Problem details. Update the records from the line with "TARGET: concrete surface texture" through the end of the records by replacing "set one point" with "place one point", leaving everything else unchanged. Give back only those lines.

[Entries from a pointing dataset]
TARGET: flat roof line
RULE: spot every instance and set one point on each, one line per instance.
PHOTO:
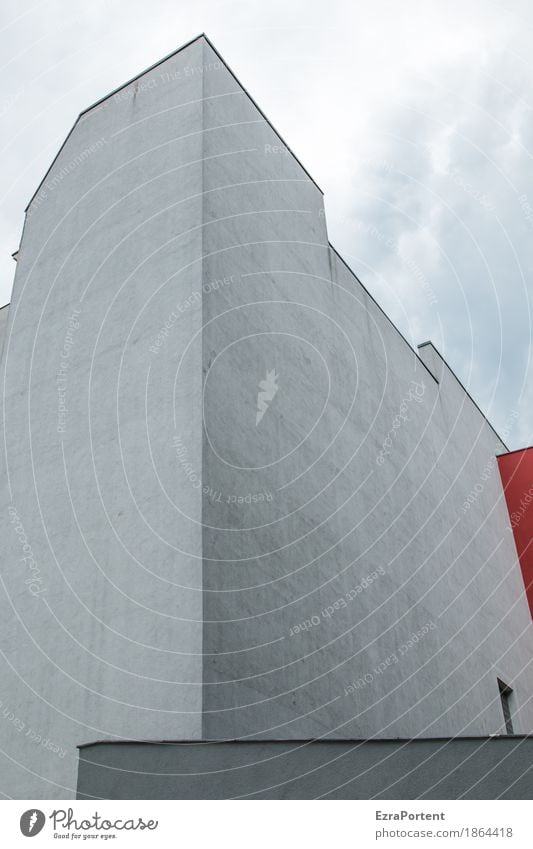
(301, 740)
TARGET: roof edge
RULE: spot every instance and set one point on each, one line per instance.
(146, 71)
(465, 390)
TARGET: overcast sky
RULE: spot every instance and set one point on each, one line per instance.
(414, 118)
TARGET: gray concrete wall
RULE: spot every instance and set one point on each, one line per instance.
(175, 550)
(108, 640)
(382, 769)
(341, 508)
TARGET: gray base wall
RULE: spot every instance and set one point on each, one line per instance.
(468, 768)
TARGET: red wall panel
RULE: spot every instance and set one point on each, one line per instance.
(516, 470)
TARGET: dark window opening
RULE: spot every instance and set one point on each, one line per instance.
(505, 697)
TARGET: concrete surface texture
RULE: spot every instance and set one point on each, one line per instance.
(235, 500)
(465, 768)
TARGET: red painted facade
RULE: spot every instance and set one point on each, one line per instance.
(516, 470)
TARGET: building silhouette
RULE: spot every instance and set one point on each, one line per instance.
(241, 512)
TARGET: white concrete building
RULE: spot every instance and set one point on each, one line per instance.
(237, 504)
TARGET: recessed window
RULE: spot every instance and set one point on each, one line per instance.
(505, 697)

Answer below.
TARGET: concrete surface texture
RULE: spot every instance and place one point on each, one line per instance.
(235, 500)
(465, 768)
TARGET: red painted facade
RULE: spot every instance and place one point on each, one line per instance.
(516, 470)
TARGET: building silhouette
RULE: spot every instance and place one point on each, one line per instance.
(241, 512)
TARGET: white concrete building
RULE: spot every instance and place one point on each, one line per instance.
(237, 504)
TARGET: recessed window
RULE: spot every instance and place one point on each, one line per instance.
(505, 697)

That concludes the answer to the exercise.